== Provided passage ==

Or this legal_remove is good?

The functionality is to remove the copyright headers, right or are we missing anything?

Bytes-Explorer commented 3 months ago

You need a license_copyright_remove/README.md Can we find a shorter name? Maybe legal_removal, common_removal?

@ykalathiya Pls suggest a name that calls out the functionality that this module will do.

Or this legal_remove is good?

The functionality is to remove the copyright headers, right or are we missing anything?

legal_removal is too broad and could be misleading. Same with code_clean. Please suggest something so that one knows what is the functionality of this module.

ykalathiya commented 3 months ago

You need a license_copyright_remove/README.md Can we find a shorter name? Maybe legal_removal, common_removal?

@ykalathiya Pls suggest a name that calls out the functionality that this module will do.

Or this legal_remove is good?

===
== Source material ==

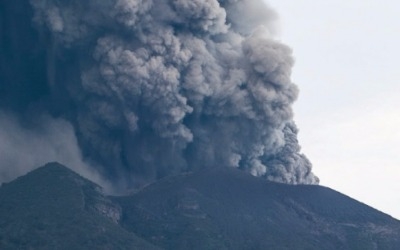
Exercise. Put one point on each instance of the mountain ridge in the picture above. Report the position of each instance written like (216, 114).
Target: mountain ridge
(217, 208)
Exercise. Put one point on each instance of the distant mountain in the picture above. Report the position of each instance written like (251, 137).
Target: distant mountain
(54, 208)
(219, 208)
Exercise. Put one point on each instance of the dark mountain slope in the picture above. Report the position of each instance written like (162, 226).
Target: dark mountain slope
(224, 208)
(221, 208)
(54, 208)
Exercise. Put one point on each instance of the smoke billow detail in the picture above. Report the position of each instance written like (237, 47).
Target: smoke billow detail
(156, 88)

===

Work task:
Carry on the thread about naming the copyright-header removal module, picking up after its last line.

Task output:
The functionality is to remove the copyright headers, right or are we missing anything?

Functionality is to remove license and copyright.

ykalathiya commented 3 months ago

You need a license_copyright_remove/README.md Can we find a shorter name? Maybe legal_removal, common_removal?

@ykalathiya Pls suggest a name that calls out the functionality that this module will do.

Or this legal_remove is good?

The functionality is to remove the copyright headers, right or are we missing anything?

legal_removal is too broad and could be misleading. Same with code_clean. Please suggest something so that one knows what is the functionality of this module.

Then we have to use license or copyright in name which makes the bigger name or we can go with only one functionality like license_cleaner.

Param-S commented 3 months ago

Can we name this module as "header_cleanser" as it specifically looks at the copyright info at the beginning of the file.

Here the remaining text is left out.